▶ [DATASET]
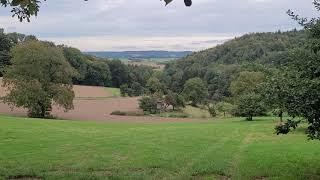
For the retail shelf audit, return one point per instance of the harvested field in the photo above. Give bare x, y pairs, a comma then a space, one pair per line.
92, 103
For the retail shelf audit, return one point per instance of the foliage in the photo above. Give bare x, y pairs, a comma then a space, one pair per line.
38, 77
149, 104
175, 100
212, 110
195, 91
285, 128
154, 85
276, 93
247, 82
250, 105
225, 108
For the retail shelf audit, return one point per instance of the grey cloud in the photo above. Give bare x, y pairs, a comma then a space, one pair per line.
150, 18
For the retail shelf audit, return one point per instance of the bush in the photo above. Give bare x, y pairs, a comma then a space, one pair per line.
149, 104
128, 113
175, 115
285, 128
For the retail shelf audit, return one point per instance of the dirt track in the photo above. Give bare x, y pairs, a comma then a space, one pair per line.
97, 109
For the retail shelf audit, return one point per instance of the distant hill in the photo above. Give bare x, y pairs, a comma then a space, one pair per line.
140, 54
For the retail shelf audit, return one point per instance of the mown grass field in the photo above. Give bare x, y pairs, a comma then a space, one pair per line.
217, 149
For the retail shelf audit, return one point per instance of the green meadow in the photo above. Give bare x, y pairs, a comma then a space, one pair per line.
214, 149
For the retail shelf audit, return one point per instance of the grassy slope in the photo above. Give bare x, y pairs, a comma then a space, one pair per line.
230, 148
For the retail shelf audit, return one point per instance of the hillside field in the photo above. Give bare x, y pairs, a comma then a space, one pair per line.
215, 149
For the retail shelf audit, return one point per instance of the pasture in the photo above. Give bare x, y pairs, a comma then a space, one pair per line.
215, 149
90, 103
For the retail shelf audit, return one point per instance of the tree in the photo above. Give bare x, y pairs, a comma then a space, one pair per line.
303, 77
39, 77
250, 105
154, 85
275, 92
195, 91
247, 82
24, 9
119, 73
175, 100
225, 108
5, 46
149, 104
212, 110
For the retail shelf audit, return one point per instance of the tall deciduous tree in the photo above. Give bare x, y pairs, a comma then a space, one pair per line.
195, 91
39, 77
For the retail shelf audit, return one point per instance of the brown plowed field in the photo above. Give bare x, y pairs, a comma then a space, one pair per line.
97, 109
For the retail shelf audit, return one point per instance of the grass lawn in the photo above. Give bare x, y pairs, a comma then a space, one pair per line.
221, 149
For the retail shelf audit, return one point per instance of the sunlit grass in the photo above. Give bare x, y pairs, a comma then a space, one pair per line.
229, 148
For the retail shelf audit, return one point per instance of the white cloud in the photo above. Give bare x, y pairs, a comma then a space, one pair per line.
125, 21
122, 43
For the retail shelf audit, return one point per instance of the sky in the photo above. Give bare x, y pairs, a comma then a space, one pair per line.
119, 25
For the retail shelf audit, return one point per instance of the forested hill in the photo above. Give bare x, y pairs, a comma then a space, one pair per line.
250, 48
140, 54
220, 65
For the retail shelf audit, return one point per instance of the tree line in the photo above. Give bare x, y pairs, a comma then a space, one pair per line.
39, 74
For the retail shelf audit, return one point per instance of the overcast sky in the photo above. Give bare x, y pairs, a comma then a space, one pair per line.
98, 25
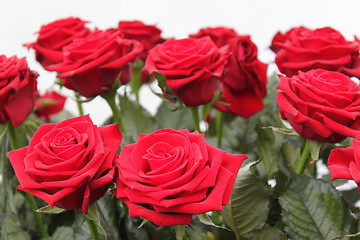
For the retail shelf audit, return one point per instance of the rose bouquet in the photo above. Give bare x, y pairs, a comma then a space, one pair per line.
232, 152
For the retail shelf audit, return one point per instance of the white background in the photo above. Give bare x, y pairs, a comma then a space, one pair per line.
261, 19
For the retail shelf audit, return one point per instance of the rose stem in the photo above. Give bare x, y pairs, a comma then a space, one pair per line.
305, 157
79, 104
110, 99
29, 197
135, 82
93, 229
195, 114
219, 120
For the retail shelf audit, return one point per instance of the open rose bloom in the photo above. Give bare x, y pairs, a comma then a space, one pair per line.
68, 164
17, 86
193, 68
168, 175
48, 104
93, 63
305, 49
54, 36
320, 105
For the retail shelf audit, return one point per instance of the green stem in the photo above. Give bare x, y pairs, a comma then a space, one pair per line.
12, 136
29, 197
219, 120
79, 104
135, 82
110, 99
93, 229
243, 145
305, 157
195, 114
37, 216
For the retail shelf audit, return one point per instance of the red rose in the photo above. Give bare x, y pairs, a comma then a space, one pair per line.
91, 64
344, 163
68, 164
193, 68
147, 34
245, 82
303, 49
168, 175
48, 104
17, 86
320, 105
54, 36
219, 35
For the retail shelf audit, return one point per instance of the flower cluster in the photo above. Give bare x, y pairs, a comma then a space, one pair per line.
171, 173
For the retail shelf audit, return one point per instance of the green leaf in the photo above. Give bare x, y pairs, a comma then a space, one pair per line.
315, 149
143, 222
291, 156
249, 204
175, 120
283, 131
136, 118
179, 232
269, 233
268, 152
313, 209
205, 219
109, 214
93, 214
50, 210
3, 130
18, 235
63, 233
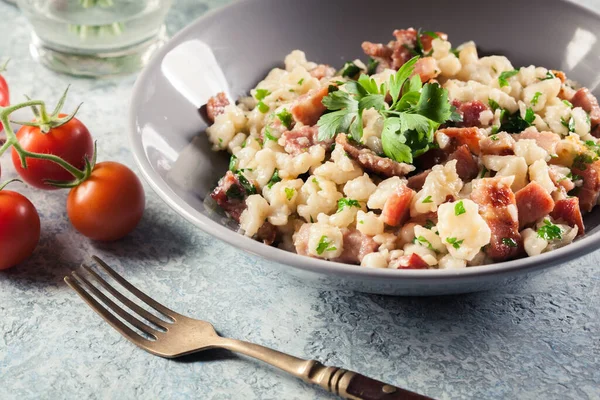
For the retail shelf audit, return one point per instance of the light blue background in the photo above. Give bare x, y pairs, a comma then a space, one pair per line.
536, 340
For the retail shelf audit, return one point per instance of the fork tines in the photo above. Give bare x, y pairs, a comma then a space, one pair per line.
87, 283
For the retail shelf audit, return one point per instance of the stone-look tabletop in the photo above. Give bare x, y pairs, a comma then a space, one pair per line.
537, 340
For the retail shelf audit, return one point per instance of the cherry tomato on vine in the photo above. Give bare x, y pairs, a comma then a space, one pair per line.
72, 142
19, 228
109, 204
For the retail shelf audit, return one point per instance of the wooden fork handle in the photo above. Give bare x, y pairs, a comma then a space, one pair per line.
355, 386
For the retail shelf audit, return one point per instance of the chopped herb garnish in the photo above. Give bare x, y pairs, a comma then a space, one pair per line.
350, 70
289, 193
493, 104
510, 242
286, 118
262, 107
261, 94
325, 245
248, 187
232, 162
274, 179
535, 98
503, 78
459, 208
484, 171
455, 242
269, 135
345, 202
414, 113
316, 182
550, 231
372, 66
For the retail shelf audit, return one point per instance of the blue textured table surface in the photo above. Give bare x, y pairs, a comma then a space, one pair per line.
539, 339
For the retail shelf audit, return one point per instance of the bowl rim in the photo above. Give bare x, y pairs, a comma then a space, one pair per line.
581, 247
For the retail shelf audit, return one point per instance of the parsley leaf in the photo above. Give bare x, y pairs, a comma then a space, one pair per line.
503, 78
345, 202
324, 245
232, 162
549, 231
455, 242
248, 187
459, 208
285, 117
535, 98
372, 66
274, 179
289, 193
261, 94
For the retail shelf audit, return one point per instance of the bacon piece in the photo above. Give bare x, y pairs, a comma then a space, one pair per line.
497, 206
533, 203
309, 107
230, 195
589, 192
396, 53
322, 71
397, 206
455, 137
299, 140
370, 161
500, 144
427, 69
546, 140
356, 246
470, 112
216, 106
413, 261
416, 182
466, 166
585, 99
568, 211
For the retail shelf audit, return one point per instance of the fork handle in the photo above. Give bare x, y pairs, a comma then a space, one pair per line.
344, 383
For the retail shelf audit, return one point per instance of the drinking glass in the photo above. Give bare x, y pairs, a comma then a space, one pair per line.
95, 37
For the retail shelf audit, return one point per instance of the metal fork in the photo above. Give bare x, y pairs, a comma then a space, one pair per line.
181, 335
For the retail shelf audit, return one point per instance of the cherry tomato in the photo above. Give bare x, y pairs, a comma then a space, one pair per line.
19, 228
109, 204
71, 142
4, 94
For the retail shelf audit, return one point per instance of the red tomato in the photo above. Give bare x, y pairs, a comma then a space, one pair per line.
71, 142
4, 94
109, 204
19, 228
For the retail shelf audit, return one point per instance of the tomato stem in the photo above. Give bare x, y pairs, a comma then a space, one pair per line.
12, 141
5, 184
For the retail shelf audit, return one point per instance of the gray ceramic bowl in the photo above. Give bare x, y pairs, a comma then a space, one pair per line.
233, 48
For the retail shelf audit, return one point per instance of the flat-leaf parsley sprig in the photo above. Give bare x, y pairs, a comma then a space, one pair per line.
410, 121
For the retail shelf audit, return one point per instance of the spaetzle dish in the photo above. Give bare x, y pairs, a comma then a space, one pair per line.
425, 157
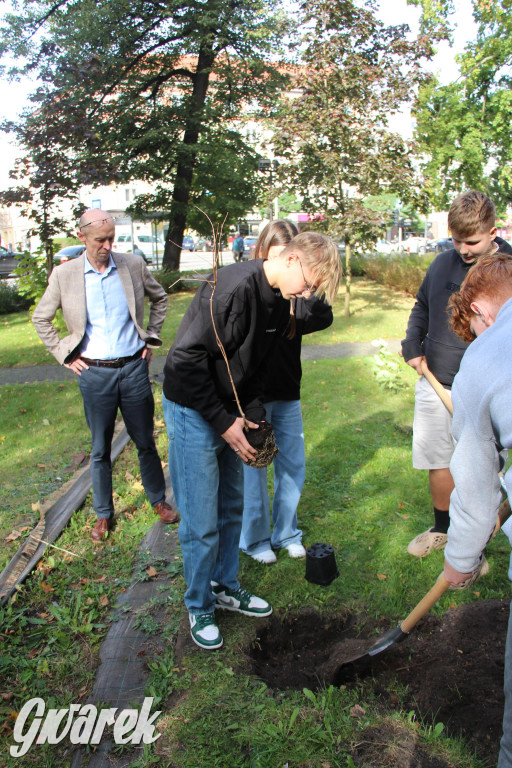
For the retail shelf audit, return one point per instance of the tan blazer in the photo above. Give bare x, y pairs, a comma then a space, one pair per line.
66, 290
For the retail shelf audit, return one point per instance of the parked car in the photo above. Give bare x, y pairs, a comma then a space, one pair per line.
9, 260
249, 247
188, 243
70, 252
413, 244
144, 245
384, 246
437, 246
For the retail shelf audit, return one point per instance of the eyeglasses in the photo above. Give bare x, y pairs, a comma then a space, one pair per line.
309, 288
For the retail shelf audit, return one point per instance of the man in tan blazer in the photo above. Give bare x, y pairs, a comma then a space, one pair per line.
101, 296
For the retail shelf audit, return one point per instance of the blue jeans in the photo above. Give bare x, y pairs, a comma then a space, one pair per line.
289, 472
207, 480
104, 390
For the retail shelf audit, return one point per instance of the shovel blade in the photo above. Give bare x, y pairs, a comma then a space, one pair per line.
--
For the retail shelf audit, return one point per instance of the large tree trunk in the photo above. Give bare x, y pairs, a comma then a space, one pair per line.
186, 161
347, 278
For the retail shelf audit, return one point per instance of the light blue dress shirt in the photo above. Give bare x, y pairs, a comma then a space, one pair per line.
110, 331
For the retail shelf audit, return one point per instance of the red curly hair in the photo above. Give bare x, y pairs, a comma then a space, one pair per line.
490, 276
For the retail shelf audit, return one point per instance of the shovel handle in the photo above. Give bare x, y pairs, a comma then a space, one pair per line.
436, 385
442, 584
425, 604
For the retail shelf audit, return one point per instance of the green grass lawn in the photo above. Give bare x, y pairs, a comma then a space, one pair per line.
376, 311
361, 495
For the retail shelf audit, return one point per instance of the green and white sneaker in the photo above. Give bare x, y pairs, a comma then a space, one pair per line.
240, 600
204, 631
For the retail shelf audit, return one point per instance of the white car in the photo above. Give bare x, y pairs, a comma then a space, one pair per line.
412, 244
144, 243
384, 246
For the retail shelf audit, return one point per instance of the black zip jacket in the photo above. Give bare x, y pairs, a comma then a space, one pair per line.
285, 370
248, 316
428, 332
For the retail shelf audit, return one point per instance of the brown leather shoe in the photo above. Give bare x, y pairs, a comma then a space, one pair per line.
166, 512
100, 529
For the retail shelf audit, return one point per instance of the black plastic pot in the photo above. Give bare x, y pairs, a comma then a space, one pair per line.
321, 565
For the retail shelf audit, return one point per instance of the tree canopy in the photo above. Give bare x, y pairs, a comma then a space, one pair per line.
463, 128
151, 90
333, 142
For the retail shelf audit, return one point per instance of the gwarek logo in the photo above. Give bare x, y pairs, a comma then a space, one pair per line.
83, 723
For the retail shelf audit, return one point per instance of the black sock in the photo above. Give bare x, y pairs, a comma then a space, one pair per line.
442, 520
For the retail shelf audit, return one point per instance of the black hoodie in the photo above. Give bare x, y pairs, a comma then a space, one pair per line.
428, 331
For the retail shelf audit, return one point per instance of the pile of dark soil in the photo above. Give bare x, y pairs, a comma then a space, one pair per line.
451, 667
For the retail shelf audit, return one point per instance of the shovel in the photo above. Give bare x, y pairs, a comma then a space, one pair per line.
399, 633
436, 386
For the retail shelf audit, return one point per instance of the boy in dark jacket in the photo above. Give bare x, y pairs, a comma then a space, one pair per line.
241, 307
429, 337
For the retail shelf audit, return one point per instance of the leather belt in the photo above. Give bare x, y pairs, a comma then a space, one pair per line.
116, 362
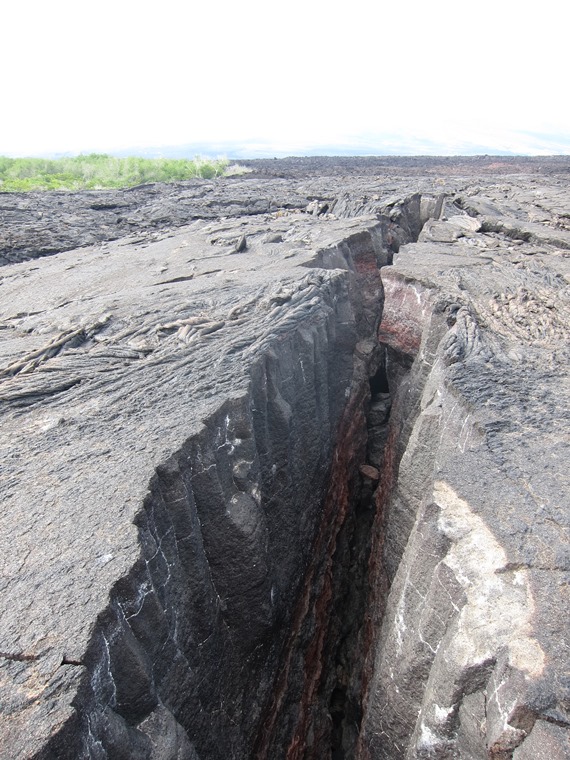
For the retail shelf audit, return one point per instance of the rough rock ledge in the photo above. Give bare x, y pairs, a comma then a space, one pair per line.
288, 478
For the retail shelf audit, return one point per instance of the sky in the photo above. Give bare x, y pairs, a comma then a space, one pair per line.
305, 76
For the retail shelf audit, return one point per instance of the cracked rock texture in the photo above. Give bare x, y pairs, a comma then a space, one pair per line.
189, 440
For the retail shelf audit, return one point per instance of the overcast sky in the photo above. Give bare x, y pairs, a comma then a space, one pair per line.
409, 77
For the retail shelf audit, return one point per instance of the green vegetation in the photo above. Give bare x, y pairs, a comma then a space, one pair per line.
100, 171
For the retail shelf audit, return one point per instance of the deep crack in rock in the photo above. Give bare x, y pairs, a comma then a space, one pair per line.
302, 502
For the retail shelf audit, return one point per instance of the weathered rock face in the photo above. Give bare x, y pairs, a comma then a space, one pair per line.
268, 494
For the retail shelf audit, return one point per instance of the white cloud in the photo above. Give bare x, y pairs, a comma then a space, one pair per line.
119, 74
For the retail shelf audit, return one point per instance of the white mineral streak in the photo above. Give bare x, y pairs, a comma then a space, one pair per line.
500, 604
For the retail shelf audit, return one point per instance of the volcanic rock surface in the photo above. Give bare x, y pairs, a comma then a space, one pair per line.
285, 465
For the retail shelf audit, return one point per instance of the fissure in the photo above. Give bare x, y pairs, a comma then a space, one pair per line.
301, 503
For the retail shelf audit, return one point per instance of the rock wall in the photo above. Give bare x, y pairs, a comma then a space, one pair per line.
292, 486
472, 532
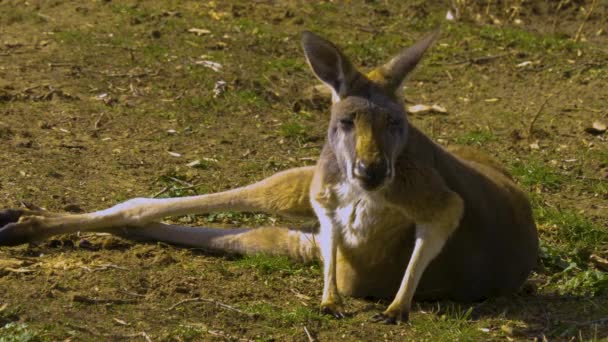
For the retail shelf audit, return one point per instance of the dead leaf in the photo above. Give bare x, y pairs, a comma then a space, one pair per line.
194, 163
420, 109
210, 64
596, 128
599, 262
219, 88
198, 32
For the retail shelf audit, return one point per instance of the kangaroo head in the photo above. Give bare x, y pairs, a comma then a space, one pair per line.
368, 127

▶ [TASK DIRECTIONS]
For this exercise, transcribe exactly the part of the records above that opens with the line containing "of the gray" and closes with the one containing "the shovel blade". Pictures are not part of the copy.

▶ [YOUR RESPONSE]
For the retail shelf audit, return one point per instance of the gray ceramic bowl in the photo above. Give bare x, y pairs, a comma then a space, one pair per line.
233, 48
For the retail shelf audit, return one point per instance of the flat-leaf parsley sprig in the photo above. Give bare x, y pairs, a comma then a space, one pair per line.
410, 121
For the retail shelf audit, return one point per instance of the spaetzle dish in the photo above. Give bare x, y pairs, a comma then a space, one pair per line.
425, 157
For the retail shelf audit, return one point per instance of the tan blazer in the photo above. Give bare x, y pairs, a comma then a space, one pair per line.
66, 290
For the retail shelf audit, return one point per instance of the parked car in the photo above. Give bare x, y pairs, a comma then a space, one pair per line.
9, 260
249, 247
188, 243
70, 252
413, 244
144, 245
384, 246
437, 246
For the retail shelf audit, return one point per instance of the eyeglasses in the photo above. Give bare x, y pairs, a comma then a space, one pair per line.
309, 288
For the retail shelf audit, return one point per instance of the man in tan blazer in the photo above. Give bare x, y pairs, a comma then a space, one pair per line.
101, 296
For the retail shelf audit, return one point per instance of the blue jeans in the photo above. Give bare x, y pairs, a comma then a space, one pair per line.
289, 472
207, 480
104, 390
For the retail shelf audit, return one point per instance of the shovel blade in the photo above. Give bare x, y pairs, a comma then a space, one pair per line.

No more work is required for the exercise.